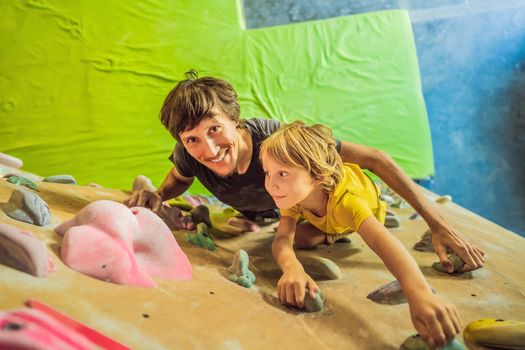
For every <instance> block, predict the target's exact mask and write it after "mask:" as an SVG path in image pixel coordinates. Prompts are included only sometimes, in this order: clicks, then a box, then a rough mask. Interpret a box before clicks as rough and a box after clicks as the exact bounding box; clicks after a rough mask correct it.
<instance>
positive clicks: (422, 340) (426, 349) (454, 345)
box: [400, 334, 465, 350]
mask: <svg viewBox="0 0 525 350" xmlns="http://www.w3.org/2000/svg"><path fill="white" fill-rule="evenodd" d="M400 349H401V350H430V348H429V347H428V345H427V343H425V342H424V341H423V339H422V338H421V337H420V336H419V334H414V335H411V336H410V337H408V338H406V339H405V341H404V342H403V344H401V347H400ZM437 349H441V350H464V349H465V347H464V346H463V344H461V343H460V342H459V341H458V340H457V339H456V338H454V339H452V341H450V342H449V343H448V344H447V345H445V346H444V347H442V348H437Z"/></svg>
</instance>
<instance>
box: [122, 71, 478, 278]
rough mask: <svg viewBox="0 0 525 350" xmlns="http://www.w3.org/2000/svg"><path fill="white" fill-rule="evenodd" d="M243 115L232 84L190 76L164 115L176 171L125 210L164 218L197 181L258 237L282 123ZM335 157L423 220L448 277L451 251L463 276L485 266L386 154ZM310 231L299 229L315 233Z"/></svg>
mask: <svg viewBox="0 0 525 350" xmlns="http://www.w3.org/2000/svg"><path fill="white" fill-rule="evenodd" d="M239 114H240V107H239V104H238V102H237V94H236V93H235V90H234V89H233V87H232V86H231V85H230V84H229V83H228V82H226V81H224V80H221V79H216V78H212V77H203V78H198V75H197V73H196V72H195V71H194V70H190V71H189V72H187V73H186V79H185V80H182V81H180V82H179V83H178V84H177V86H176V87H175V88H174V89H173V90H172V91H171V92H170V93H169V94H168V96H167V97H166V100H165V101H164V104H163V106H162V109H161V113H160V119H161V122H162V124H163V125H164V126H165V127H166V129H168V130H169V131H170V133H171V135H172V136H173V137H174V138H175V139H176V140H177V141H178V142H177V144H176V146H175V150H174V151H173V154H172V156H171V157H170V160H171V161H172V162H173V164H174V167H173V168H172V169H171V170H170V172H169V173H168V175H167V176H166V178H165V179H164V181H163V183H162V184H161V186H160V187H159V189H158V190H157V191H151V190H147V189H144V190H140V191H135V192H134V193H133V194H132V196H131V197H130V198H129V199H128V200H127V201H126V204H127V205H128V206H135V205H139V206H145V207H148V208H151V209H153V211H155V212H159V211H160V210H161V207H162V202H163V201H164V200H168V199H170V198H174V197H177V196H179V195H181V194H182V193H184V192H185V191H186V190H187V189H188V188H189V187H190V185H191V184H192V182H193V180H194V178H195V177H197V178H198V179H199V180H200V181H201V183H202V184H203V185H204V186H205V187H206V188H207V189H208V190H209V191H210V192H211V193H212V194H213V195H215V196H216V197H217V198H218V199H219V200H221V201H222V202H224V203H226V204H227V205H230V206H232V207H233V208H235V209H237V210H238V211H240V212H241V213H242V214H243V217H240V218H238V217H235V218H232V219H230V221H229V224H230V225H232V226H234V227H237V228H238V229H239V230H241V231H257V230H259V227H258V225H257V224H256V223H255V222H254V220H255V219H256V218H258V217H262V218H264V217H271V218H276V217H278V215H279V214H278V212H277V211H276V206H275V203H274V202H273V200H272V198H271V197H270V195H269V194H268V193H267V192H266V190H265V188H264V178H265V174H264V172H263V170H262V166H261V164H260V162H259V146H260V143H261V142H262V141H263V140H264V139H265V138H266V137H268V136H269V135H270V134H271V133H272V132H273V131H274V130H276V129H278V128H279V125H280V123H279V122H278V121H276V120H271V119H250V120H241V119H239ZM337 150H338V151H339V153H340V155H341V158H342V159H343V161H344V162H349V163H355V164H357V165H359V166H360V167H361V168H363V169H368V170H370V171H372V172H373V173H375V174H376V175H378V176H379V177H380V178H381V179H382V180H383V181H384V182H385V183H386V184H387V185H389V186H390V188H392V189H393V190H394V191H395V192H397V193H398V194H399V195H400V196H401V197H403V198H404V199H405V200H406V201H407V202H408V203H409V204H410V205H411V206H412V207H413V208H414V209H415V210H416V211H417V212H418V213H419V214H420V215H421V216H422V217H423V219H424V220H425V221H426V223H427V224H428V226H429V228H430V230H431V231H432V241H433V243H434V246H435V250H436V253H437V255H438V257H439V259H440V261H441V262H442V264H443V265H444V266H445V268H446V270H447V271H449V272H451V271H452V269H453V267H452V263H451V262H450V261H448V259H447V257H446V256H447V248H450V249H451V250H452V251H454V252H455V253H456V254H457V255H459V256H460V257H461V258H462V259H463V261H465V263H466V265H465V267H464V268H463V271H469V270H475V269H478V268H480V267H482V266H483V264H484V252H483V251H482V250H481V249H480V248H478V247H476V246H474V245H471V244H470V243H469V242H467V241H466V240H465V239H464V238H463V237H462V236H461V235H460V234H459V233H457V232H456V231H455V230H454V229H453V228H452V227H450V225H449V224H448V223H447V222H446V221H445V220H444V219H443V218H442V217H440V216H439V214H438V213H437V212H436V211H435V210H434V208H433V207H432V206H431V205H430V203H428V202H427V200H426V199H425V198H424V196H423V195H422V194H421V192H420V190H419V189H418V187H417V186H416V185H415V184H414V183H413V182H412V180H411V179H410V178H409V177H408V176H407V175H406V174H404V172H403V171H402V170H401V168H400V167H399V166H398V165H397V164H396V163H395V162H394V160H393V159H392V158H390V157H389V156H388V155H387V154H386V153H384V152H382V151H380V150H377V149H373V148H369V147H365V146H361V145H357V144H353V143H350V142H345V141H342V142H338V144H337ZM179 223H180V228H189V227H191V226H190V225H189V223H188V222H187V221H183V220H182V217H181V218H180V221H179ZM308 225H309V224H308V223H305V225H304V226H302V227H298V228H297V229H298V230H300V229H311V227H309V226H308Z"/></svg>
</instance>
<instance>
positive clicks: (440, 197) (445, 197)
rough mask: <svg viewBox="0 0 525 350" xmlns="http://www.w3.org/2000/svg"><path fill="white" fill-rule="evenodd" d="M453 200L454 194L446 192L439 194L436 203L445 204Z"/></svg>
mask: <svg viewBox="0 0 525 350" xmlns="http://www.w3.org/2000/svg"><path fill="white" fill-rule="evenodd" d="M450 202H452V196H451V195H449V194H446V195H444V196H439V197H437V198H436V203H440V204H444V203H450Z"/></svg>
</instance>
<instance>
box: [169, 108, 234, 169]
mask: <svg viewBox="0 0 525 350" xmlns="http://www.w3.org/2000/svg"><path fill="white" fill-rule="evenodd" d="M238 130H239V129H237V122H234V121H233V120H231V119H230V118H228V117H227V116H226V115H225V114H224V113H223V112H221V111H220V110H215V114H214V116H213V117H211V118H205V119H203V120H202V121H201V122H200V123H199V124H198V125H197V126H196V127H195V128H193V129H190V130H186V131H183V132H181V133H180V135H179V136H180V139H181V141H182V144H183V145H184V147H185V148H186V150H187V151H188V153H189V154H190V155H191V156H192V157H193V158H195V159H196V160H197V161H198V162H199V163H201V164H202V165H204V166H206V167H208V168H209V169H210V170H211V171H213V172H214V173H216V174H217V175H219V176H221V177H228V176H230V175H232V174H233V173H234V172H235V171H236V170H237V160H238V157H239V138H240V134H239V131H238Z"/></svg>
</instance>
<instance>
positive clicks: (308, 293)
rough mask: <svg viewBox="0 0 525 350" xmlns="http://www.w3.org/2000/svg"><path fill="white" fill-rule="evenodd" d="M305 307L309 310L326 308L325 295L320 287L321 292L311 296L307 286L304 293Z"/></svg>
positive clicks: (305, 308) (319, 290)
mask: <svg viewBox="0 0 525 350" xmlns="http://www.w3.org/2000/svg"><path fill="white" fill-rule="evenodd" d="M304 308H305V310H306V311H307V312H319V311H323V309H324V295H323V292H322V291H321V290H320V289H319V292H317V294H316V295H315V298H312V297H311V296H310V291H309V290H308V288H306V292H305V295H304Z"/></svg>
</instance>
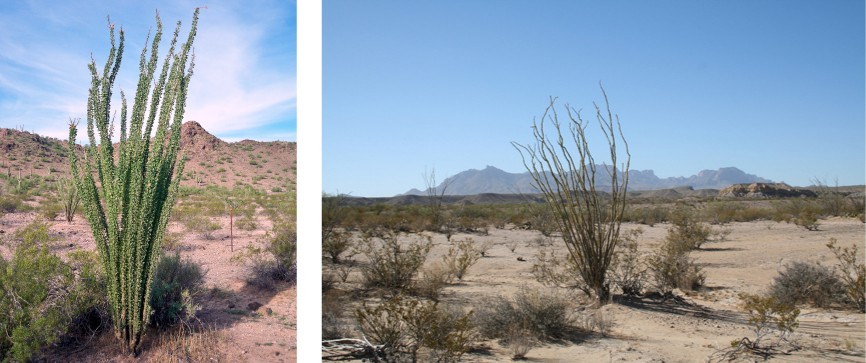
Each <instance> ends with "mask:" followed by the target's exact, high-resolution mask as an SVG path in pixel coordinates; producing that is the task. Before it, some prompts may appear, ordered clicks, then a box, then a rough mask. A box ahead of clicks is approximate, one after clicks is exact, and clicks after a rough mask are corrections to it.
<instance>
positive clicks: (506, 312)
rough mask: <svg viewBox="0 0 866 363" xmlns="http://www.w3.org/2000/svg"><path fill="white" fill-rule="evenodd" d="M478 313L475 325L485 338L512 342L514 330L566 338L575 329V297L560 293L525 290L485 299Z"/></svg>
mask: <svg viewBox="0 0 866 363" xmlns="http://www.w3.org/2000/svg"><path fill="white" fill-rule="evenodd" d="M479 306H480V308H479V309H478V310H477V311H476V313H475V325H476V326H477V327H478V331H479V333H480V334H481V335H482V336H484V337H485V338H489V339H499V340H500V341H501V342H502V343H503V344H505V345H509V342H508V339H509V338H513V336H512V333H514V332H515V331H516V332H525V333H528V334H529V336H530V339H534V340H543V341H552V340H556V339H562V338H564V337H565V336H566V335H567V334H568V333H569V332H571V331H572V330H573V328H574V324H575V317H574V316H573V314H572V311H573V309H574V305H573V303H572V300H571V299H569V298H567V297H565V296H563V295H561V294H556V293H545V292H542V291H541V290H530V289H525V288H524V289H521V290H520V291H518V292H517V293H516V294H515V295H514V297H513V298H512V299H507V298H505V297H503V296H498V297H495V298H491V299H487V300H485V301H483V302H482V303H481V304H480V305H479Z"/></svg>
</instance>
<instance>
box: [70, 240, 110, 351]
mask: <svg viewBox="0 0 866 363" xmlns="http://www.w3.org/2000/svg"><path fill="white" fill-rule="evenodd" d="M66 258H67V260H68V261H67V263H68V264H69V266H70V268H71V269H72V271H73V274H74V275H75V276H76V280H75V281H76V282H75V284H74V285H73V286H74V287H73V289H72V291H73V292H74V293H73V294H70V295H69V296H67V298H66V302H67V303H69V304H71V305H70V306H72V307H73V309H72V311H71V314H70V316H71V317H72V325H71V327H70V329H71V332H80V333H90V334H92V333H93V332H95V331H97V330H100V329H104V328H107V327H109V326H110V324H111V322H110V321H111V316H110V315H109V309H108V298H107V296H106V294H107V290H106V285H105V284H106V281H105V271H104V270H103V269H102V264H100V263H99V256H98V255H97V254H96V252H94V251H83V250H77V251H72V252H69V254H67V255H66Z"/></svg>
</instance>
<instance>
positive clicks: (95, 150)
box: [69, 9, 199, 354]
mask: <svg viewBox="0 0 866 363" xmlns="http://www.w3.org/2000/svg"><path fill="white" fill-rule="evenodd" d="M198 12H199V11H198V9H196V10H195V13H194V14H193V18H192V27H191V29H190V32H189V36H188V39H187V41H186V43H184V44H182V45H181V46H180V51H179V52H175V44H176V41H177V36H178V33H179V31H180V22H178V23H177V27H176V28H175V31H174V37H173V38H172V40H171V46H170V48H169V51H168V54H167V55H166V58H165V61H164V62H163V64H162V69H161V71H160V73H159V74H158V75H157V76H158V77H157V78H154V76H155V71H156V68H157V55H158V47H159V43H160V38H161V37H162V22H161V21H160V19H159V14H158V13H157V16H156V34H155V36H154V37H153V42H152V44H151V47H150V56H149V57H146V56H147V53H148V49H147V46H146V45H145V48H144V49H143V50H142V52H141V60H140V66H139V69H140V74H139V80H138V88H137V90H136V93H135V103H134V104H133V106H132V114H131V116H130V123H129V127H128V129H127V107H126V97H125V96H124V94H123V91H121V93H120V95H121V103H122V105H121V109H120V140H119V143H118V146H117V148H118V150H117V151H118V152H117V156H116V157H115V155H114V146H113V145H112V140H111V138H112V134H113V132H114V126H113V125H112V124H111V121H112V120H111V112H110V103H111V93H112V86H113V84H114V79H115V77H116V76H117V72H118V70H119V69H120V61H121V58H122V55H123V29H121V30H120V44H119V45H118V46H115V38H114V26H113V25H111V26H110V28H111V30H110V34H111V50H110V52H109V54H108V60H107V61H106V62H105V68H104V69H103V72H102V74H100V73H99V71H98V70H97V68H96V62H95V61H91V62H90V64H89V66H88V68H89V69H90V74H91V77H92V80H91V85H90V92H89V96H88V101H87V136H88V138H89V141H90V143H89V145H87V147H86V148H85V154H84V162H83V163H82V164H83V166H84V169H83V170H81V168H80V167H79V161H78V156H77V155H76V153H75V150H74V147H75V136H76V134H77V132H78V129H77V122H75V121H72V122H70V125H69V159H70V163H71V167H72V175H73V178H74V179H75V185H76V187H77V188H78V191H79V193H80V194H81V201H82V205H83V206H84V211H85V216H86V218H87V221H88V223H89V224H90V228H91V231H92V232H93V237H94V239H95V241H96V246H97V250H98V252H99V260H100V262H101V263H102V265H103V266H104V268H105V273H106V276H108V299H109V304H110V306H111V315H112V320H113V321H114V327H115V330H116V334H117V336H118V338H120V339H121V340H122V341H123V344H124V346H125V348H126V349H127V351H129V352H130V353H133V354H137V353H138V350H139V347H140V344H141V337H142V335H143V333H144V329H145V327H146V325H147V322H148V319H149V318H150V315H151V311H150V305H149V304H148V301H149V298H150V286H151V280H152V279H153V271H154V267H155V264H156V263H157V261H158V259H159V250H160V244H161V243H162V238H163V235H164V233H165V227H166V224H167V223H168V217H169V214H170V212H171V208H172V206H173V205H174V202H175V198H176V196H177V190H178V185H179V180H180V178H178V177H176V175H178V176H179V175H181V174H182V173H183V165H184V163H183V158H182V157H181V158H178V157H177V154H178V149H179V144H180V127H181V122H182V120H183V113H184V107H185V105H186V93H187V89H188V87H189V80H190V78H191V76H192V68H193V59H192V58H194V57H193V56H192V55H191V52H190V49H191V47H192V43H193V38H194V37H195V33H196V25H197V22H198ZM145 44H146V42H145ZM187 62H189V69H187ZM148 96H149V97H148ZM154 121H156V122H157V127H156V134H155V136H154V137H153V138H152V139H151V137H150V136H151V135H152V129H153V124H154ZM169 123H171V125H170V127H169ZM97 133H98V136H99V138H98V139H97Z"/></svg>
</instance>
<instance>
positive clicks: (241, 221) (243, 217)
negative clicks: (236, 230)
mask: <svg viewBox="0 0 866 363" xmlns="http://www.w3.org/2000/svg"><path fill="white" fill-rule="evenodd" d="M235 227H237V228H238V229H240V230H243V231H254V230H255V229H256V228H259V223H258V222H257V221H256V216H255V214H254V213H249V212H248V213H243V214H241V217H240V218H238V219H237V220H236V221H235Z"/></svg>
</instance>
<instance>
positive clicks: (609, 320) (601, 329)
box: [577, 309, 611, 337]
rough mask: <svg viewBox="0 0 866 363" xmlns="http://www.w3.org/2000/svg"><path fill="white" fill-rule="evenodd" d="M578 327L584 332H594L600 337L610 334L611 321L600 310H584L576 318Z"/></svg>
mask: <svg viewBox="0 0 866 363" xmlns="http://www.w3.org/2000/svg"><path fill="white" fill-rule="evenodd" d="M577 324H578V326H579V327H580V328H581V329H583V330H585V331H596V332H598V333H599V334H601V335H602V336H605V337H606V336H608V334H610V328H611V321H610V320H609V319H608V318H607V317H606V316H605V315H604V311H602V310H601V309H585V310H583V311H582V312H580V314H578V317H577Z"/></svg>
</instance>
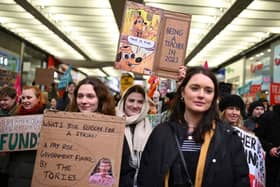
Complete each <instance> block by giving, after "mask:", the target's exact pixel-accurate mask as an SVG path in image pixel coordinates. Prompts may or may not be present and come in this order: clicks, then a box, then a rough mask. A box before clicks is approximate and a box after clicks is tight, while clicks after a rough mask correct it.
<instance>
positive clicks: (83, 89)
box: [76, 84, 99, 112]
mask: <svg viewBox="0 0 280 187" xmlns="http://www.w3.org/2000/svg"><path fill="white" fill-rule="evenodd" d="M76 101H77V105H78V109H79V110H80V112H96V111H97V108H98V102H99V101H98V97H97V95H96V93H95V91H94V89H93V86H92V85H91V84H83V85H81V86H80V88H79V90H78V93H77V100H76Z"/></svg>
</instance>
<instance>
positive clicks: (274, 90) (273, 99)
mask: <svg viewBox="0 0 280 187" xmlns="http://www.w3.org/2000/svg"><path fill="white" fill-rule="evenodd" d="M269 93H270V97H269V98H270V104H271V105H275V104H280V83H270V92H269Z"/></svg>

* [Assigned task] From the data above, copy out every line with the string "this" in it.

* [Task response]
For every <instance> block, predict the target's exact mask and write it after "mask:" as an SVG path in image pixel coordinates. Prompts are included only sometimes, in this order: clicks, then a box, then a rough mask. Interpret a box before clicks as rough and a box after clicks as the exact bounding box; clicks after a rough mask correct it.
Complete each <instance> block by giving, after "mask:", the target's exact pixel-accurate mask as an SVG path in image pixel coordinates. Prompts may or may not be present and come in this order: clicks, then a box, then a rough mask. A box before clicks is approximate and a box after clicks is tight, while clicks after a rough mask correct it.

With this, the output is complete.